The high-frequency tone control is very responsive, if you boost it you’ll hear some serious boost. The midrange-frequency tone control is also very powerful and can really make a vocal step out in a mix. The bass control is very active and easy to over-do, you need monitors with accurate bass to monitor the 1073SPX. 


As a “Direct Interface, DI” the 1073 SPX does not disappoint. My first recording outing was my Gibson SG short scale bass plugged in direct. In seconds I had a big fat direct-bass tone that was a joy to record with. 

With a Variax plugged into the 1073 SPX the alnico 5 passive pickups had awesome ping and classic Strat-style tone. Switching to Variax modeling the acoustic guitar tones were just awesome and the EQ controls allowed me to dial in a very sweet acoustic tone. 


The 1073 SPX is really an awesome studio tool but there are a couple of things I’m not crazy about.

First of all the color of the paint has changed. I have a Neve 8816 mixer (serial number 67) which more authentially reflects the original RAF color. The modern 1073 SPX has more green in the paint color mix. My partner, Mary King, who creates oil and water color paintings confirmed what I saw when comparing the painted color of the 1073 to the 8816 mixer.

External 1073 SPX Power Supply

My second gripe is the external power supply. A DC barrel connector plugs into the rear of the 1073 SPX and it connects to the “line-lump” power supply through a very short and light gauge cable, more like something you’d find on a pedalboard. The power supply came with a nice long IEC power cable to plug into the wall but if you rack mount the 1073 SPX where do you mount that little digital line-lump box which is on such a short fixed cable length? For a professional preamp that costs over $1600 the power supply seems a bit dodgy although electronically it all functions correctly. My whole career was spent mounting equipment in racks so when a pro piece like this one presents you with cumbersome AC power input I take notice and a small amount of offense. At this price point I fail to see why AMS-Neve could not include an inbuilt universal power supply.

═══

**Set of tasks:**
A – Answer these questions using the 1073 SPX review:
(i) Which instrument did the writer first record with the 1073 SPX as a direct interface?
(ii) Which mixer does the writer own to compare the paint color against?
(iii) What does the writer think AMS-Neve could have included instead of the external power supply?
B – Reproduce the passage of the 1073 SPX review word for word, starting with "External 1073 SPX" and going on through "universal power supply.".
C – Resume the 1073 SPX review from the point where it stops.

[Data entries]

═══

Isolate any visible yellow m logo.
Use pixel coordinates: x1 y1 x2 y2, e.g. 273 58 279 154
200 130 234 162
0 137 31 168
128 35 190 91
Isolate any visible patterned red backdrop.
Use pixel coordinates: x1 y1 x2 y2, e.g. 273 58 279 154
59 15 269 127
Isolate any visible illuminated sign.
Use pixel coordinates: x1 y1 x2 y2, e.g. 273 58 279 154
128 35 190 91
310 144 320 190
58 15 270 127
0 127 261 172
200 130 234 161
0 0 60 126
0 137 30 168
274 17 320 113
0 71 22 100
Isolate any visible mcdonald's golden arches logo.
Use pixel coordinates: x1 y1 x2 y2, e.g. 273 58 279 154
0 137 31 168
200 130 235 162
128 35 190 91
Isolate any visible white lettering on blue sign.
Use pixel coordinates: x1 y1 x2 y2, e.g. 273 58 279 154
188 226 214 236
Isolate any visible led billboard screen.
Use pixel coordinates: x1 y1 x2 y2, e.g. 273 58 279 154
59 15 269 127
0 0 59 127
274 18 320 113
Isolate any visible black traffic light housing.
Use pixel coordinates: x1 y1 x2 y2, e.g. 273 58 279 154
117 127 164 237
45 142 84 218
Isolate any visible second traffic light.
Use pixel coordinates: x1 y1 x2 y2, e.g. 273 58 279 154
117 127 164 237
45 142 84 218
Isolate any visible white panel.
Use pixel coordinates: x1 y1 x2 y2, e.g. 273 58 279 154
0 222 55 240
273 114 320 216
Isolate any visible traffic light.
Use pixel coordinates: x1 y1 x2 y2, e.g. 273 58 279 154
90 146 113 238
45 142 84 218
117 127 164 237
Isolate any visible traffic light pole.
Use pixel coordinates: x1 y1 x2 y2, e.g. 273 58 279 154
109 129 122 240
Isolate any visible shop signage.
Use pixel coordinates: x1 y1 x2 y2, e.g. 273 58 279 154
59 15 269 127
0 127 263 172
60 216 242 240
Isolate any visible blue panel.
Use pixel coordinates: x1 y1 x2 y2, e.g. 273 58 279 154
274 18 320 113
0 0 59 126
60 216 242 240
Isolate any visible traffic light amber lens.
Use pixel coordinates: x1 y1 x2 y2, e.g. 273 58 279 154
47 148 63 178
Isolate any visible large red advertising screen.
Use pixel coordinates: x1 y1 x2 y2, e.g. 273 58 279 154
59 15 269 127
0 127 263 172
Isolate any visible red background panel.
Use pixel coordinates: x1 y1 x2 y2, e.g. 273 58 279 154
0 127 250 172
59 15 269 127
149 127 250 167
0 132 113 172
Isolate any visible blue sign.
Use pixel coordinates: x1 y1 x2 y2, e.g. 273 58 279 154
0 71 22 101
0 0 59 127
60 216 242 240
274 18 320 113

═══

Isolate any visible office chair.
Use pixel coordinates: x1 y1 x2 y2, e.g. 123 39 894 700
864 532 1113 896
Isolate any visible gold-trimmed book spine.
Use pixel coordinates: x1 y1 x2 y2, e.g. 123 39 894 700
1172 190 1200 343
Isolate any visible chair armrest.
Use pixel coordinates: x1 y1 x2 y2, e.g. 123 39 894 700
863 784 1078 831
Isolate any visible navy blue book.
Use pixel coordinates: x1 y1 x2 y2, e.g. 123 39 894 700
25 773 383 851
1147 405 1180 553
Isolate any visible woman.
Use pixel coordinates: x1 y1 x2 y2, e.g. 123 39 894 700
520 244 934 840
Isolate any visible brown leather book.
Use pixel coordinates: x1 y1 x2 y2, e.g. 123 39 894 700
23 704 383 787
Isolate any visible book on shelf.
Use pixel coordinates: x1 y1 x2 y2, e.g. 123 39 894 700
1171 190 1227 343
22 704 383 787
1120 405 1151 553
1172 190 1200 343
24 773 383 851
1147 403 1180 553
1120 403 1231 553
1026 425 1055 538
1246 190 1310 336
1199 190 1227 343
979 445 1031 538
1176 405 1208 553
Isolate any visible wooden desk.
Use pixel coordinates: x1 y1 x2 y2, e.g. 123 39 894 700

═══

**Outputs by task:**
A –
(i) A Gibson SG short scale bass.
(ii) A Neve 8816 mixer, serial number 67.
(iii) An inbuilt universal power supply.

B –
External 1073 SPX Power Supply

My second gripe is the external power supply. A DC barrel connector plugs into the rear of the 1073 SPX and it connects to the “line-lump” power supply through a very short and light gauge cable, more like something you’d find on a pedalboard. The power supply came with a nice long IEC power cable to plug into the wall but if you rack mount the 1073 SPX where do you mount that little digital line-lump box which is on such a short fixed cable length? For a professional preamp that costs over $1600 the power supply seems a bit dodgy although electronically it all functions correctly. My whole career was spent mounting equipment in racks so when a pro piece like this one presents you with cumbersome AC power input I take notice and a small amount of offense. At this price point I fail to see why AMS-Neve could not include an inbuilt universal power supply.

C –
If you’ve followed the evolution of Neve 1073 products then you’ll be especially excited by the price of the modern unit. Four years ago a modern single channel AMS-Neve 1073 retailed for around $3000. The current 1073 SPX sells for $1645. This new lower price on the 1073 SPX makes owning a real Neve preamp a much easier purchase decision. I’m certain a lot of the clone manufacturer’s whos units are priced from $2200 to $3500 each are experiencing reduced sales numbers as a result of the competition from the company that originally created the product. Which would you rather have, a clone or a real Neve?


Is the AMS-Neve 1073 SPX just like the old ones? Heck no, it’s a lot better. It’s easier to rack mount, it’s got all the modern controls recording engineers need, it’s very low noise and it sounds absolutely fantastic. If you buy one of these you’ll receive years of reliable service, great tone and excellent resale value if you decide to sell it. Overall I think the latest 1073 SPX outboard from AMS-Neve is a real winner.

Thanks for reading High on Technology.

Good music to you!

©June 2021 by Mark King. It’s not ok to quote or copy without written permission.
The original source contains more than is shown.